EXTRAIT FOURNI:
○ ○ ○ ○ ○

Effets préventifs et thérapeutiques de l’activité physique
Les personnes ayant un mode de vie sédentaire présentent un risque accru de développer des maladies psychiques. L’effet préventif de l’activité physique est particulièrement prononcé pour la dépression. Les personnes qui suivent les recommandations de l’Organisation mondiale de la santé (OMS) en matière d’activité physique pour la santé (150 minutes d’activité d’intensité modérée par semaine) ont un risque relatif de développer une dépression plus faible de 22% («adjusted odds ratio» [AOR] = 0,78, intervalle de confiance [IC] à 95% = 0,62, 0,99, p = 0,038) par rapport aux personnes ayant un faible niveau d’activité physique [2]. Le risque de développer un trouble anxieux est réduit de 28% (AOR = 0,72, IC à 95% = 0,54, 0,95, p = 0,02) [3]. En outre, l’entraînement physique a un effet antidépressif majeur chez les personnes présentant des symptômes («standardized mean difference» [SMD] = 1,11, IC à 95% = 0,79, 1,43, p <0,001; effet élevé) [4]. Une action anxiolytique modérée est également démontrée (SMD = -0,58, IC à 95% = -1,09, -0,08, p = 0,024; effet modéré) [5].
Mécanismes d’action de l’entraînement physique sur la santé psychique
Il existe différentes hypothèses quant aux mécanismes d’action de l’entraînement physique sur la santé psychique [1]. L’hypothèse psychosociale part en premier lieu du principe que l’activité physique renforce l’interaction sociale et que l’entraînement sert à se distraire. D’après l’hypothèse comportementale, l’entraînement physique améliore l’auto-efficacité et augmente le sentiment d’indépendance. On sait par ailleurs que l’activité physique a des répercussions positives sur la qualité du sommeil chez les personnes souffrant d’affections psychiques. Récemment, ce sont les hypothèses neurobiologiques qui ont bénéficié de la plus grande attention. Ces dernières accordent une place de premier plan à l’action anti-inflammatoire de l’entraînement physique, à la neuroplasticité renforcée et à la neurogenèse. Il s’est par exemple avéré que les patients atteints de dépression sévère présentaient des concentrations accrues de cytokines pro-inflammatoires par rapport aux personnes asymptomatiques. Ces substances neuromodulatrices sont associées à un manque d’entrain et à une fatigue. Une étude ayant évalué les effets de l’entraînement physique chez les patients atteints de dépression sévère a montré une corrélation positive entre le changement de la concentration de l’interleukine pro-inflammatoire 1β et le changement des symptômes dépressifs [6]. Un autre mécanisme neurobiologique intéressant est lié à la production du «brain-derived neurotrophic factor» (BDNF). Le BDNF est une neurotrophine qui régule des fonctions déterminantes du système nerveux central, comme par exemple le développement et le maintien des connexions synaptiques entre les neurones. Chez des hommes asymptomatiques, il a été montré qu’un entraînement d’endurance intensif conduisait à une augmentation de la concentration de BDNF [7]. Ce lien entre l’activité physique et la production de BDNF pourrait aussi en partie expliquer l’effet positif de l’entraînement physique sur la santé psychique chez les patients atteints de dépressions ou de troubles anxieux.

○ ○ ○ ○ ○

ENTRÉES DE DONNÉES:
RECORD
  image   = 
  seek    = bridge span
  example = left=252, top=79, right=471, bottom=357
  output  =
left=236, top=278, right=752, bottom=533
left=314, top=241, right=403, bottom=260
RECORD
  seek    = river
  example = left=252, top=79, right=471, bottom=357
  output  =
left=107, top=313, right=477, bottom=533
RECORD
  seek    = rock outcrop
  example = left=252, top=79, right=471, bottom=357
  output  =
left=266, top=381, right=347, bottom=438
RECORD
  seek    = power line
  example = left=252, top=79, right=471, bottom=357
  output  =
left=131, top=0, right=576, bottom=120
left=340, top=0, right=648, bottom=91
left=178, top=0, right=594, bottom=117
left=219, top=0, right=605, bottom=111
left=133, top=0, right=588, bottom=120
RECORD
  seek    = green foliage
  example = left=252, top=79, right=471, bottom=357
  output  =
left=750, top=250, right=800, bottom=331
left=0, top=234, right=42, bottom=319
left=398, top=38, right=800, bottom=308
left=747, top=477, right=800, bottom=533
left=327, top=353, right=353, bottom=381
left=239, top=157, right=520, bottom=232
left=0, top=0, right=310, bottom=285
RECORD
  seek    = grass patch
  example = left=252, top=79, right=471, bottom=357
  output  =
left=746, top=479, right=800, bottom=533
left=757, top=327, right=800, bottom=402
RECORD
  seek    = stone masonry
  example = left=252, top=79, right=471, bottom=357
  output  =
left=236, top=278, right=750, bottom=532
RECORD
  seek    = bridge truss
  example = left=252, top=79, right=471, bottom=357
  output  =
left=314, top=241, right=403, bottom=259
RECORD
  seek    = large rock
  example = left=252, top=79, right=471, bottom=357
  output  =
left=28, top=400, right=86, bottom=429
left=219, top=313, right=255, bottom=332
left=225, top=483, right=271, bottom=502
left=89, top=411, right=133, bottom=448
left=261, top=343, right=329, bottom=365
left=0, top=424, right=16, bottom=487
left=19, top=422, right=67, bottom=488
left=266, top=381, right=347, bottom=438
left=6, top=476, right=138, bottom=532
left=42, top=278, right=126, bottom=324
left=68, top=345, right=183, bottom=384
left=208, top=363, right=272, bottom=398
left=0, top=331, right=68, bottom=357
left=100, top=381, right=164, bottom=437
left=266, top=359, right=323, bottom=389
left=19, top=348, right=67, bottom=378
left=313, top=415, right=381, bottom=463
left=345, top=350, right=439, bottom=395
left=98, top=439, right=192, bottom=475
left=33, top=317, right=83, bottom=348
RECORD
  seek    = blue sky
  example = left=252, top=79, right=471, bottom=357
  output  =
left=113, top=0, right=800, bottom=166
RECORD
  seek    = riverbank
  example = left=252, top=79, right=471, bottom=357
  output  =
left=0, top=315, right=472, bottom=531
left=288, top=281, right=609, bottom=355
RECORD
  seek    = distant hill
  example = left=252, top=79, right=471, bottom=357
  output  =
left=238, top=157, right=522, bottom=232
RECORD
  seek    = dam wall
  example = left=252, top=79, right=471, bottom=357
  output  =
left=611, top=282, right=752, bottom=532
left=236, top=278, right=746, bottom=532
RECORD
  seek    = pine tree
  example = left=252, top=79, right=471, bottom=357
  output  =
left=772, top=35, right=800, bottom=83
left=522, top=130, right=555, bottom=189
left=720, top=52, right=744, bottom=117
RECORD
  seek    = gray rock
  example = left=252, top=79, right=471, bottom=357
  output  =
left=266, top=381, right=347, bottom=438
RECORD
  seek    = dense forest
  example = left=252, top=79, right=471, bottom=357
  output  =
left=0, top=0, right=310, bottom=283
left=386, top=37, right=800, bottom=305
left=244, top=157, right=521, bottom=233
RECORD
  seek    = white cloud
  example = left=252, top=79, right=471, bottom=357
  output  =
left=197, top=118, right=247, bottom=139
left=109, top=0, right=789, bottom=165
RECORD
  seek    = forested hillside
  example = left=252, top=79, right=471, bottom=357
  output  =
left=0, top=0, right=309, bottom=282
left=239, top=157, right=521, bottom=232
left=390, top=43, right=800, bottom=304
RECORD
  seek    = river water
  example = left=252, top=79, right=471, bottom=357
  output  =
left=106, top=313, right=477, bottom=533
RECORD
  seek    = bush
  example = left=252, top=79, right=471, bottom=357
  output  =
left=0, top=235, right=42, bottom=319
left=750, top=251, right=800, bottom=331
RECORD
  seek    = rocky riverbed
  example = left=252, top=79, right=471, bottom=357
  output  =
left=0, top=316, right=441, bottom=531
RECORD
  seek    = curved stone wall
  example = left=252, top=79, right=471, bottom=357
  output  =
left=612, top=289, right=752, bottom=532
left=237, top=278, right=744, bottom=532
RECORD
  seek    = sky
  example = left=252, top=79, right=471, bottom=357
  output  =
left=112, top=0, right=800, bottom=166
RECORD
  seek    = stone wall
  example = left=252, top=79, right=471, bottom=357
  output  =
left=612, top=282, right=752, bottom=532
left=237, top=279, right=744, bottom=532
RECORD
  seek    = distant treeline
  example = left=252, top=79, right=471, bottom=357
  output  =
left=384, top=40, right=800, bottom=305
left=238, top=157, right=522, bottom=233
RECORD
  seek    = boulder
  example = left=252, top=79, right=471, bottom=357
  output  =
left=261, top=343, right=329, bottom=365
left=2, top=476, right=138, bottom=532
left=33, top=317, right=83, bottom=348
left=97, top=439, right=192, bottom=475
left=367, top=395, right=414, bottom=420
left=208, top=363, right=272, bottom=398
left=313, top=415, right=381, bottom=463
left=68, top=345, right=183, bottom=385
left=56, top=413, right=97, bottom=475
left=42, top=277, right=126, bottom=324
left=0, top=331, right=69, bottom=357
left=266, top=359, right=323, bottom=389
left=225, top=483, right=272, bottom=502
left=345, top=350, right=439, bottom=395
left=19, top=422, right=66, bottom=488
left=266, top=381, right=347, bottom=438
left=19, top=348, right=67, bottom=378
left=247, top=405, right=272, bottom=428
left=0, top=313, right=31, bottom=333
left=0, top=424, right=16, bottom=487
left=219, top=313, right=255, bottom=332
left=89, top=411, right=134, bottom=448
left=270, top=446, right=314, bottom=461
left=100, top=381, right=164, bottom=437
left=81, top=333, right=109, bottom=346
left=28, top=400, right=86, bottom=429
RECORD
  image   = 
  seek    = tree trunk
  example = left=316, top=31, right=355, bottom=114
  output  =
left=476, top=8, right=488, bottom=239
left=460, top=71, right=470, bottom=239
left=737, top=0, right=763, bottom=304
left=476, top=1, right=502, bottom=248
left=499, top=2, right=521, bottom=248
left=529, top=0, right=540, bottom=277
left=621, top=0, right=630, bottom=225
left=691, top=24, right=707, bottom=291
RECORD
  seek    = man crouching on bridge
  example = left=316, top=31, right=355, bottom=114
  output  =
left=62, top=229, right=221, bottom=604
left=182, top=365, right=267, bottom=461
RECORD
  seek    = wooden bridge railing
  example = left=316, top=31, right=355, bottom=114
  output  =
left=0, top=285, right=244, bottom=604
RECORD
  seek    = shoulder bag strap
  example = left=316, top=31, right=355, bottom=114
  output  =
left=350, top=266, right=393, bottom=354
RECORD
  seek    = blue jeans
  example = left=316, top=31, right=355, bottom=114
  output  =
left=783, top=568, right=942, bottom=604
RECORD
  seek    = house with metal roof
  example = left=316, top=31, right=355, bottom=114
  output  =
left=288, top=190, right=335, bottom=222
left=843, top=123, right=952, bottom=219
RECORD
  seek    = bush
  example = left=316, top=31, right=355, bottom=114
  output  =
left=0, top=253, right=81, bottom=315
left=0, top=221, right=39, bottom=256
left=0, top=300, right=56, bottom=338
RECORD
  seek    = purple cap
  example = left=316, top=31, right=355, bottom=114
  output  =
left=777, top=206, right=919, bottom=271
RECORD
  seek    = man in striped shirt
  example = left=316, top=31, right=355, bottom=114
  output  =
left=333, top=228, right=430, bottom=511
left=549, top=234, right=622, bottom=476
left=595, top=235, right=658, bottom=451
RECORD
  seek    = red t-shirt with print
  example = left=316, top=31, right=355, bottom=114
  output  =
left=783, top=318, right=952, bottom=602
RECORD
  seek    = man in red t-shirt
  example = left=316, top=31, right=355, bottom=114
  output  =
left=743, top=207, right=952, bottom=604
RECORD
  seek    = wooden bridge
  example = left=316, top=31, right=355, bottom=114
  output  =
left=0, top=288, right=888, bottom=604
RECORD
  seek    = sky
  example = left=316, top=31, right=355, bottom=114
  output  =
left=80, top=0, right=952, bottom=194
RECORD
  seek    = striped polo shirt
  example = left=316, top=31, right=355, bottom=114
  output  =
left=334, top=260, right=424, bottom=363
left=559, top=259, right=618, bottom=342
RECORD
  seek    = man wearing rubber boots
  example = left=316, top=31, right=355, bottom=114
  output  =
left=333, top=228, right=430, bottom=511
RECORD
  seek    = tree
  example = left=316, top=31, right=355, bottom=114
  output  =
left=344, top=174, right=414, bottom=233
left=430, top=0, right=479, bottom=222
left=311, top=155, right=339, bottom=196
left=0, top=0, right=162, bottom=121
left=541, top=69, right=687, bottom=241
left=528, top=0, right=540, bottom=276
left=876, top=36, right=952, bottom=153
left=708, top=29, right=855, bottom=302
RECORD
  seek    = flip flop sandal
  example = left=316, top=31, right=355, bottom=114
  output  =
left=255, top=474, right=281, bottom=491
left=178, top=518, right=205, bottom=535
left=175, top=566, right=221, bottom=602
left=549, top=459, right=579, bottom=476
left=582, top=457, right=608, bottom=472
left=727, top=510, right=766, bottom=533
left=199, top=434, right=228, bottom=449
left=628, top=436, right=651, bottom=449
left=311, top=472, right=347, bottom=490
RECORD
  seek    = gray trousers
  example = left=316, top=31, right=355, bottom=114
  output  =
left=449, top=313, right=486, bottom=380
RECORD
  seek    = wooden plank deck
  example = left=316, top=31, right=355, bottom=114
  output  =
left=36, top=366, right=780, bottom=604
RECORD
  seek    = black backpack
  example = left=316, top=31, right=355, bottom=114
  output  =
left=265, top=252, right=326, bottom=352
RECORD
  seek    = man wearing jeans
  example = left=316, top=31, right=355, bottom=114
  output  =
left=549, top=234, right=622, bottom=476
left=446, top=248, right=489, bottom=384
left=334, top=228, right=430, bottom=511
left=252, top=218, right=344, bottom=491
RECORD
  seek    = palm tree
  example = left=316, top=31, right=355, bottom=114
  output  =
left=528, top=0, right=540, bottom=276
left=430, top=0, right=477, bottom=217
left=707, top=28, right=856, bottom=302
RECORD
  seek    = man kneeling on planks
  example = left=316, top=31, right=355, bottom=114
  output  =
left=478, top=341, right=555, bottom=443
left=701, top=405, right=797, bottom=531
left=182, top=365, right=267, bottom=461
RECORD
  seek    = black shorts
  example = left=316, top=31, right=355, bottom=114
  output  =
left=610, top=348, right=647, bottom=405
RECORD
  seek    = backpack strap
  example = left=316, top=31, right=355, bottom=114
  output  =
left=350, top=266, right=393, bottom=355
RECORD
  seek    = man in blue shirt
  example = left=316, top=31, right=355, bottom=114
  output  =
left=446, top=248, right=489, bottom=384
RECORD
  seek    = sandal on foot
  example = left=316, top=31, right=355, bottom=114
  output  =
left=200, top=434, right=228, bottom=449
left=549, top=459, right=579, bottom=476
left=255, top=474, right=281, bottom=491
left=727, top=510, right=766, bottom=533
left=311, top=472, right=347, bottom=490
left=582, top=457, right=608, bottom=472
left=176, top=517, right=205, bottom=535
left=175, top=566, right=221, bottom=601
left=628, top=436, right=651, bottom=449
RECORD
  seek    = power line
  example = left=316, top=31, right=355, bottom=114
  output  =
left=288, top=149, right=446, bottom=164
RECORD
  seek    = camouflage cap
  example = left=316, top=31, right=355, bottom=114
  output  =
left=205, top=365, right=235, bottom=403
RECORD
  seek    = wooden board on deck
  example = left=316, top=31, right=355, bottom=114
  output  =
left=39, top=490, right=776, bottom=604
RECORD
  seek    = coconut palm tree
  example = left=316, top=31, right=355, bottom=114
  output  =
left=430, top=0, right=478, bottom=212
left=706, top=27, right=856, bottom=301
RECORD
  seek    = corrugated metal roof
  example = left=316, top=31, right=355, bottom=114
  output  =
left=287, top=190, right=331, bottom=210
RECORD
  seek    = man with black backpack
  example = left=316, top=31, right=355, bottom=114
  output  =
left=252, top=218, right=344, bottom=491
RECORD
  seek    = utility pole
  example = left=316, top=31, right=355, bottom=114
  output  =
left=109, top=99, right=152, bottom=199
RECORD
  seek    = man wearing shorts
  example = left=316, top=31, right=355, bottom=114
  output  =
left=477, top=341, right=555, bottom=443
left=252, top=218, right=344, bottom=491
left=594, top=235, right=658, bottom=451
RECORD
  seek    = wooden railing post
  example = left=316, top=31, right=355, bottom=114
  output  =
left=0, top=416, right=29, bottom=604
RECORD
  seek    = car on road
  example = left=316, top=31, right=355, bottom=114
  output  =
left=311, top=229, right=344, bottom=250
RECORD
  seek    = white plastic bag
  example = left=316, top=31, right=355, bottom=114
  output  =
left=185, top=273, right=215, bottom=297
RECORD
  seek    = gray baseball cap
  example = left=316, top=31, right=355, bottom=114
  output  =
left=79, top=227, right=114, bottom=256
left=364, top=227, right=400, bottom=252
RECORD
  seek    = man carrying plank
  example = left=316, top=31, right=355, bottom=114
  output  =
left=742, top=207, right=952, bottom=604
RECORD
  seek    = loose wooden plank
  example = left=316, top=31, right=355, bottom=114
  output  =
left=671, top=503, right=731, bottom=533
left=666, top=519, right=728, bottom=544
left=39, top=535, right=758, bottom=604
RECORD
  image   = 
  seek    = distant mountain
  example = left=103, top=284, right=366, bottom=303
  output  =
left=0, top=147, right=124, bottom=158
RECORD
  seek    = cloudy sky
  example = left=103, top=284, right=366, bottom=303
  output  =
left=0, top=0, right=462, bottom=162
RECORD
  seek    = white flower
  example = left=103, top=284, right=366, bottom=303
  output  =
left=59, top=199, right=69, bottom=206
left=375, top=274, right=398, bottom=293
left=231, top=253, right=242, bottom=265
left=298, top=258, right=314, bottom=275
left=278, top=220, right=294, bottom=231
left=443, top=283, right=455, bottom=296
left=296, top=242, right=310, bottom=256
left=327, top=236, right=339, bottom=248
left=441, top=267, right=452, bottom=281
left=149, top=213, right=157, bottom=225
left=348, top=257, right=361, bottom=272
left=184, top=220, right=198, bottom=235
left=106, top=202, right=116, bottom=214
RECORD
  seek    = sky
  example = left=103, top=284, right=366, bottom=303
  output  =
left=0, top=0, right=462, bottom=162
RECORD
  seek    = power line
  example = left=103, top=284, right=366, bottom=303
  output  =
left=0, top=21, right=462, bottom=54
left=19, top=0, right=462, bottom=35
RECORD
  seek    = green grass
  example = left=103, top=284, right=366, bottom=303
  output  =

○ ○ ○ ○ ○

TRAVAIL DEMANDÉ:
D'après le texte sur l'activité physique et la santé psychique, de quel pourcentage le risque de développer un trouble anxieux est-il réduit ?

ESPACE RÉPONSE:
Ce risque est réduit de 28 %.